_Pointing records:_

────────────────────────────────────────

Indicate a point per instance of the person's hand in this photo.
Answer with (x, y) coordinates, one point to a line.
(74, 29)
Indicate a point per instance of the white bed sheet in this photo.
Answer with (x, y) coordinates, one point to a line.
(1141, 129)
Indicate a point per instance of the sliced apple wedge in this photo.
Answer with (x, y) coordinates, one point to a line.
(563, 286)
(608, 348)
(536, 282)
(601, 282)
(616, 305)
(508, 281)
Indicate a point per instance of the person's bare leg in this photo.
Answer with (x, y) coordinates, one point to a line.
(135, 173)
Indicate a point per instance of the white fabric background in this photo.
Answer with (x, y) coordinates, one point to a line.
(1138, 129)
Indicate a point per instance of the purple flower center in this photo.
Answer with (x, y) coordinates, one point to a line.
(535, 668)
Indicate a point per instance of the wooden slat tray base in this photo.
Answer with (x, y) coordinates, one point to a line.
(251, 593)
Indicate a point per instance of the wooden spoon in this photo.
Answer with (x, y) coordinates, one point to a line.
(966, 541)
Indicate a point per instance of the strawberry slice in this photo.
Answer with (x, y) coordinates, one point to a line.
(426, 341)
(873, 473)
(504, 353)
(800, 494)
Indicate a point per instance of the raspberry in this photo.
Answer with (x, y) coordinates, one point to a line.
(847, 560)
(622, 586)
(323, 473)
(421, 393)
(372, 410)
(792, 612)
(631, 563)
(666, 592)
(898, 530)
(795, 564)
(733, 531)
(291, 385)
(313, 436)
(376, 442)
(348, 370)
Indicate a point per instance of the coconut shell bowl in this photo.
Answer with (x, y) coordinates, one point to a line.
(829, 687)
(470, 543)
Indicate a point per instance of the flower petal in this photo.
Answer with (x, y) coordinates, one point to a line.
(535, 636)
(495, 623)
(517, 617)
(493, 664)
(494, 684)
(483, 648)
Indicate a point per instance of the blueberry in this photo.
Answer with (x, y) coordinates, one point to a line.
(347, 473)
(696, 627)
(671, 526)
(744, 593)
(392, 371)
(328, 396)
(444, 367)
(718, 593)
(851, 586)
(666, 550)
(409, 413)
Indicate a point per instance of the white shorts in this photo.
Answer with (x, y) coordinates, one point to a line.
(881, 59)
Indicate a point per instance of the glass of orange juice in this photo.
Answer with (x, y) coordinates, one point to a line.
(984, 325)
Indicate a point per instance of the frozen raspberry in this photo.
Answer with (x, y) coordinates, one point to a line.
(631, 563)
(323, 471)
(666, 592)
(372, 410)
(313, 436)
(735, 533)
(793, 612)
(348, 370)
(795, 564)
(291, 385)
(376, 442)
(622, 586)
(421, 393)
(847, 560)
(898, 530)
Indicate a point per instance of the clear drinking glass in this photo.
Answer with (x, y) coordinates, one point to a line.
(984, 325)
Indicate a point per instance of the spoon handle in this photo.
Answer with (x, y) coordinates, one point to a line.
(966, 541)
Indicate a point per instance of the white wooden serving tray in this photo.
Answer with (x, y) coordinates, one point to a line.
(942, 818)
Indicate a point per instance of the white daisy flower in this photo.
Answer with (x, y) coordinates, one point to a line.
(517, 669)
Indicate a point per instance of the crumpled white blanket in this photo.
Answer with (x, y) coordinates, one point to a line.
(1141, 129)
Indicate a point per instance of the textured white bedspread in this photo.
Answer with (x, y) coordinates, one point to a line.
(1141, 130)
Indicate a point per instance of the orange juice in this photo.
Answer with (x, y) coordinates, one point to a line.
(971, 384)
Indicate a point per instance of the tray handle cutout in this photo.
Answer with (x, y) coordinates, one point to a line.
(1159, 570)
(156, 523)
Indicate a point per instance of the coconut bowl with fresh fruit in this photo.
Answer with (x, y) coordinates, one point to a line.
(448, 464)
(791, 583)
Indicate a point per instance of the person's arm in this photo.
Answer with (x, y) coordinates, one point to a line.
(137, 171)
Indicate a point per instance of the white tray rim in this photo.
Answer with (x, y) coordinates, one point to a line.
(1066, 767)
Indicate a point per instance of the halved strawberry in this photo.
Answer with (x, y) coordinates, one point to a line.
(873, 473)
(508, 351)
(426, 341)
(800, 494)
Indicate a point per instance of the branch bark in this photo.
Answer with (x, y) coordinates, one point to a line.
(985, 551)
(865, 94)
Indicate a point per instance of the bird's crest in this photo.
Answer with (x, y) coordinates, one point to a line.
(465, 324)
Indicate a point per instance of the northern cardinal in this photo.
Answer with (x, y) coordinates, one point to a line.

────────────────────────────────────────

_Task goal:_ Give an exact copy of all the data shown above.

_Completed task:_
Indicate a point per instance of the person's hand in this photo.
Answer with (x, y) coordinates, one point to a line.
(74, 29)
Indicate a point per instance of the white bed sheet in this photo.
Answer with (x, y) coordinates, one point to a line.
(1141, 129)
Indicate a point per instance of the sliced apple wedge in this photo.
Answer with (x, y) coordinates, one point to a line.
(563, 286)
(608, 348)
(536, 282)
(601, 282)
(616, 305)
(508, 281)
Indicate a point per instance of the person's bare leg in this photo.
Answer with (x, y) coordinates, one point to a line.
(135, 173)
Indicate a point per instance of the white fabric background in this photo.
Answer with (x, y) coordinates, one point to a line.
(1138, 129)
Indicate a point per instance of the purple flower center in this photo.
Answer with (x, y) coordinates, one point to a line.
(535, 668)
Indicate a point per instance of the wooden slat tray base in this photo.
Answer with (x, y) coordinates, one point to a line.
(251, 593)
Indicate a point per instance of the wooden spoon in this photo.
Answer with (x, y) coordinates, one point to a line.
(966, 541)
Indicate a point per instance of the strawberry slice in this photo.
Answer with (x, y) coordinates, one point to a line.
(426, 341)
(873, 473)
(504, 353)
(800, 494)
Indicate a point per instance of the raspberry in this photo.
Answer with (x, y) coordinates, one point to a line.
(847, 560)
(622, 586)
(323, 473)
(421, 393)
(372, 410)
(792, 612)
(631, 563)
(666, 592)
(898, 530)
(795, 564)
(733, 531)
(291, 385)
(313, 436)
(376, 442)
(348, 370)
Indicate a point per instance of the coconut shell bowl in this photo.
Answer with (x, y) coordinates, one point to a line.
(829, 687)
(470, 543)
Indicate a point per instance of the flower petal in this photo.
Answer with (x, y) coordinates, one point to a line.
(535, 636)
(495, 623)
(517, 617)
(493, 664)
(494, 684)
(483, 648)
Indicate a point per instance of the blueberry in this photo.
Answer with (x, y) coordinates, one point to a line.
(347, 473)
(696, 627)
(671, 526)
(744, 593)
(392, 371)
(328, 396)
(444, 367)
(718, 593)
(851, 586)
(666, 550)
(409, 413)
Indicate a point per instance of the white shorts in this photo.
Answer with (x, y) coordinates, one point to a line.
(881, 59)
Indicate a point per instance of the glass of orange juice in this photo.
Answer with (x, y) coordinates, one point to a line.
(984, 325)
Indicate a point per instance of the frozen raspberry in this photo.
Answer with (x, y) coordinates, one point to a line.
(631, 563)
(323, 471)
(666, 592)
(372, 410)
(313, 436)
(735, 533)
(793, 612)
(348, 370)
(795, 564)
(291, 385)
(376, 442)
(622, 586)
(421, 393)
(847, 560)
(898, 530)
Indicate a point per instance of the clear drinking glass in this photo.
Answer with (x, y) coordinates, one point to a line.
(984, 325)
Indicate a point per instance of the spoon handle in this photo.
Answer with (x, y) coordinates, one point to a line.
(966, 541)
Indicate a point per instance of the white wooden serving tray in this photo.
Answer with (x, y) coordinates, one point to a line.
(942, 818)
Indicate a point per instance of the white daisy flower in this photo.
Answer with (x, y) coordinates, one point to a line.
(517, 669)
Indicate a point per instance of the crumpled white blanket in this photo.
Answer with (x, y) coordinates, one point to a line.
(1141, 129)
Indicate a point per instance of the textured white bedspread in this photo.
Answer with (x, y) coordinates, one point to a line.
(1141, 130)
Indicate a point per instance of the orange juice in this photo.
Answer with (x, y) coordinates, one point to a line.
(971, 384)
Indicate a point per instance of the tray handle cutout in this photo.
Answer with (x, y) coordinates, one point to a line.
(1159, 570)
(156, 523)
Indicate a point per instance of the coconut bowl with fresh fruit in this photo.
Answer with (x, y) coordinates, one point to a line.
(448, 464)
(791, 583)
Indicate a point per instance of the person's arm in this photo.
Answer with (x, y) coordinates, one point to a line.
(137, 171)
Indicate a point per instance of the white tray rim in this photo.
Answer with (x, y) coordinates, one point to a line.
(1066, 767)
Indicate a point per instance of the halved strawberry in this photo.
Answer with (x, y) coordinates, one point to a line.
(873, 473)
(508, 351)
(426, 341)
(800, 494)
Indicate a point per instance of the branch bark in this photo.
Answer with (x, y) coordinates, one point to a line.
(985, 551)
(865, 94)
Indicate a point per instance of the bird's crest in this photo.
Answer with (x, y) coordinates, one point to a line.
(465, 324)
Indicate a point per instance of the northern cardinal in this photo.
Answer with (x, y) coordinates, one point to a line.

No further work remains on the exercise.